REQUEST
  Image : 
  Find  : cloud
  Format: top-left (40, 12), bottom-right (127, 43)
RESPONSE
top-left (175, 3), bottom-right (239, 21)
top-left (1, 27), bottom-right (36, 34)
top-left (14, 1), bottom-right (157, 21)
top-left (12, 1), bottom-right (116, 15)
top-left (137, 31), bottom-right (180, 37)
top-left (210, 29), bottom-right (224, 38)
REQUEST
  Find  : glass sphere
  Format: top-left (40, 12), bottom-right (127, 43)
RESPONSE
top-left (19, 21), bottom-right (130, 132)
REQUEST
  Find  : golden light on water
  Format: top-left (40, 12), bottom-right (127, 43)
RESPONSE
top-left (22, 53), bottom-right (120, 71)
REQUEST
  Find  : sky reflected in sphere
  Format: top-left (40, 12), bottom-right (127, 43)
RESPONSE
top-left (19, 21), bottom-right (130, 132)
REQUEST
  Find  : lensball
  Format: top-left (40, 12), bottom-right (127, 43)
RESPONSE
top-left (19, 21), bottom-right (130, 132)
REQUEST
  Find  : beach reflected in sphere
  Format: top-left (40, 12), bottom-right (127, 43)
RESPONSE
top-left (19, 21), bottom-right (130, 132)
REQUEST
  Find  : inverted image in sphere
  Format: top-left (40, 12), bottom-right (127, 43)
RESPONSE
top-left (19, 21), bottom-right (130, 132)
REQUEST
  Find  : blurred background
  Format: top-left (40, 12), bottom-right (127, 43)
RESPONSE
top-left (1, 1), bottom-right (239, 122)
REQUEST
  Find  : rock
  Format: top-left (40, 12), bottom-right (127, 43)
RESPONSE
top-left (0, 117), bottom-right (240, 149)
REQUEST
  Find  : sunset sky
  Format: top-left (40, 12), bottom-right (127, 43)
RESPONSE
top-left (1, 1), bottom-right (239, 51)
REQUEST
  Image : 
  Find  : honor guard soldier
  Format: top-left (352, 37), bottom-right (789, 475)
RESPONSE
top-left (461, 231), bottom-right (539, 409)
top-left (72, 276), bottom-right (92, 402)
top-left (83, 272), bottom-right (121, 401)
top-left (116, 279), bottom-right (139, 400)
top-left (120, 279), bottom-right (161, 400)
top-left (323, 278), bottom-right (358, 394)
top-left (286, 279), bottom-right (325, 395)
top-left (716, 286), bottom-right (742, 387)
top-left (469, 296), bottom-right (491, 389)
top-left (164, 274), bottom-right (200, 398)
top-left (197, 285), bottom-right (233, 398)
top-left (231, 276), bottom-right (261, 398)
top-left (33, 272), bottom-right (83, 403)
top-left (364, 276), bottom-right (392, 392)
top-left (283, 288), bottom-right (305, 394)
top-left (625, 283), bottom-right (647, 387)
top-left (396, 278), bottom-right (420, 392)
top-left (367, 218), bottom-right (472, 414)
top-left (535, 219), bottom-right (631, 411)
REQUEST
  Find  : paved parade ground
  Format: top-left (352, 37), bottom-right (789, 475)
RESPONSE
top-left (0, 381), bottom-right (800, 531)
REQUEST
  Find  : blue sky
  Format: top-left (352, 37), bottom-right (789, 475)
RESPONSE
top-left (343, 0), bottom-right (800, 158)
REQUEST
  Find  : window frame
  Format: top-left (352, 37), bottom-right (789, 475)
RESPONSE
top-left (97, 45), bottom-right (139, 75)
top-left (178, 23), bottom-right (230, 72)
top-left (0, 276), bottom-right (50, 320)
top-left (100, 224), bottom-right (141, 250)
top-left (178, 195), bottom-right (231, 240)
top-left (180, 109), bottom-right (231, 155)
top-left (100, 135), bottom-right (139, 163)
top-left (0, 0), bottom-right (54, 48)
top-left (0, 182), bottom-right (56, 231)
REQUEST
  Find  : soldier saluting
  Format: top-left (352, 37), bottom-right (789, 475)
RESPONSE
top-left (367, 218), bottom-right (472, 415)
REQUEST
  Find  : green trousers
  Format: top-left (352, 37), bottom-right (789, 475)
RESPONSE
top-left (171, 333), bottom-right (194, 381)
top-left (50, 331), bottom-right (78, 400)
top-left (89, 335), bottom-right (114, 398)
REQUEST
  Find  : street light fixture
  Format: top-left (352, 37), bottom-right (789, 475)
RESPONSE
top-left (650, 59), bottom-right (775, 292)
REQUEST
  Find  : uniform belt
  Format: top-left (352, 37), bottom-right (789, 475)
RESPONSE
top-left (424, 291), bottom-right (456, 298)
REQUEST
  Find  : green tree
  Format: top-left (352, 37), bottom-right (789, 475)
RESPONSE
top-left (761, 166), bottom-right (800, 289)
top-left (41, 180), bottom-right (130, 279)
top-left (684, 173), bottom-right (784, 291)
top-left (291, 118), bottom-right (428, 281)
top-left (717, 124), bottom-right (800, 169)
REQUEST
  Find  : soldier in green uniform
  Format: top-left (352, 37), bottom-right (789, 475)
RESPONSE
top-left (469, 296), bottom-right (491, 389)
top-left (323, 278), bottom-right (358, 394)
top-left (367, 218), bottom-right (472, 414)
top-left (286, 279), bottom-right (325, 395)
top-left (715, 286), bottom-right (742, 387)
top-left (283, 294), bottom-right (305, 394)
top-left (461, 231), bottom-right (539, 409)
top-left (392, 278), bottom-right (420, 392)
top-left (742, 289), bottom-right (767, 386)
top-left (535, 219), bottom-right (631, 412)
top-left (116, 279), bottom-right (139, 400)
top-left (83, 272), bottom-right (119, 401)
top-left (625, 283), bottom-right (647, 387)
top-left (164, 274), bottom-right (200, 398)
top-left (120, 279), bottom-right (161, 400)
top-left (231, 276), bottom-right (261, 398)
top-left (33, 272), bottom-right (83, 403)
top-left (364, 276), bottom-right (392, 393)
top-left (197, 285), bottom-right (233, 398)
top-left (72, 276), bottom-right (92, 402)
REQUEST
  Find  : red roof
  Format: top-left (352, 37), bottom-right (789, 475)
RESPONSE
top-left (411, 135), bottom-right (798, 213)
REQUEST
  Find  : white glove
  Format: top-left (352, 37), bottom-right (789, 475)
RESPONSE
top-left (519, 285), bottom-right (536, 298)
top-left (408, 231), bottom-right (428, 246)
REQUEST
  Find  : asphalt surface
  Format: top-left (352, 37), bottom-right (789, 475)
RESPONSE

**WHAT IS ASKED:**
How many lines in the data above contain the word "green"? Reply with the number alone.

**ANSWER TO THE PROBLEM:**
3